Was Entschädigungen angeht, so können wir uns nicht an den Vulkan wenden; so etwas geht nicht, das wissen wir auch. Die Natur hat ihre eigenen Gesetze, aber wir als Menschen müssen im Interesse der europäischen Bürgerinnen und Bürger versuchen, darauf zu reagieren. Darum finde ich es sehr gut, dass man jetzt unter dem Vorsitz von Vizepräsident Kallas eine Task Force einrichten wird. Das ist ganz wichtig, und wir werden weiter diskutieren, wie wir für die Zukunft die Konsequenzen aus dieser Krise ziehen können.
Michael Cramer, im Namen der Verts/ALE-Fraktion. – Herr Präsident, liebe Kolleginnen und Kollegen! Die Mobilität in Europa hat sich in den letzten sechs Tagen gewaltig geändert. Ausschlaggebend war diesmal nicht ein schweres Unglück, auch nicht der Kampf gegen den Klimawandel oder das zu teure Flugbenzin. Ausschlaggebend war dieses Mal die Natur selbst.
Der Vulkan in Island hat der Menschheit abermals gezeigt, über welche Macht die Natur verfügt. Das sollte uns in Zukunft eine Lehre sein. Die Allmacht der Menschen gibt es nicht. Sie wird es nie geben. Die Antwort auf diesen Vulkanausbruch war richtigerweise eine europäische. Weil die Flugasche Triebwerke zum Stillstand bringen und Flugzeugfenster blind machen kann, hat die Europäische Luftsicherheitsbehörde Eurocontrol verantwortungsbewusst gehandelt und die Sicherheit der Fluggäste zur obersten Priorität gemacht.

_Vorliegende Zeilen:_
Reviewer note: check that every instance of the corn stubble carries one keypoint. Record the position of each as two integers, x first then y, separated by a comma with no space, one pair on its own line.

_Aufgaben:_
A. Warum stellte Eurocontrol laut dem Seitenauszug über den Vulkanausbruch in Island die Sicherheit der Fluggäste an oberste Stelle? Antworte in ein bis drei Sätzen.
B. Führe die Rede über den Vulkanausbruch in Island aus dem Seitenauszug im Anschluss an ihren letzten Satz weiter.
Die Zeilen sind eigenständiges Material und gehören nicht zum Seitenauszug.

_Antworten:_
A. Die Flugasche des Vulkans kann Triebwerke zum Stillstand bringen und Flugzeugfenster blind machen. Deshalb handelte die Europäische Luftsicherheitsbehörde verantwortungsbewusst und machte die Sicherheit der Fluggäste zur obersten Priorität.

B.
Dafür möchte ich mich im Namen der Fraktion der Grünen bei Eurocontrol, bei den sie unterstützenden Verkehrsministern und besonders auch beim deutschen Verkehrsminister, Peter Ramsauer, recht herzlich bedanken. Unterstützt werden muss auch die Pilotengewerkschaft Cockpit, die sich verantwortungsvoller als die Manager der Fluggesellschaften verhält. Sie lehnt die Sichtflüge im europäischen Luftraum als unverantwortlich ab. Entweder ist der Luftraum sicher, oder er ist es nicht. Denn letztlich ist es egal, nach welchen Regeln man ihn durchfliegt, oder nach welchen Regeln man abstürzt.
Von daher verurteilen wir Grünen schärfstens den Vorstoß der Luftfahrtgesellschaften, die dem Profit, und nicht der Sicherheit die Priorität geben wollten. Wir fordern: Der Luftraum über Europa darf nur dann wieder freigegeben werden, wenn jegliches Risiko ausgeschlossen werden kann. Alle Politiker sind aufgefordert, sich dem Druck der Fluggesellschaften nicht zu beugen und die Verantwortung für die Sicherheit nicht etwa auf die Piloten zu übertragen.
Schmerzlich bewusst wird uns in diesen Tagen aber auch das Defizit der nationalen und europäischen Verkehrspolitik der letzten Jahrzehnte, die glaubte, und vielfach immer noch glaubt, die Eisenbahn vernachlässigen zu können. Diese Politik hat nämlich voll auf den Luftverkehr gesetzt. Die Fluggesellschaften in Europa bekommen jedes Jahr vom europäischen Steuerzahler 14 Milliarden Euro geschenkt, weil – im Gegensatz zum Treibstoff der Bahn – Kerosin nicht besteuert wird. Auch vor diesem Hintergrund relativiert sich der temporäre Einnahmeverlust der Fluggesellschaften.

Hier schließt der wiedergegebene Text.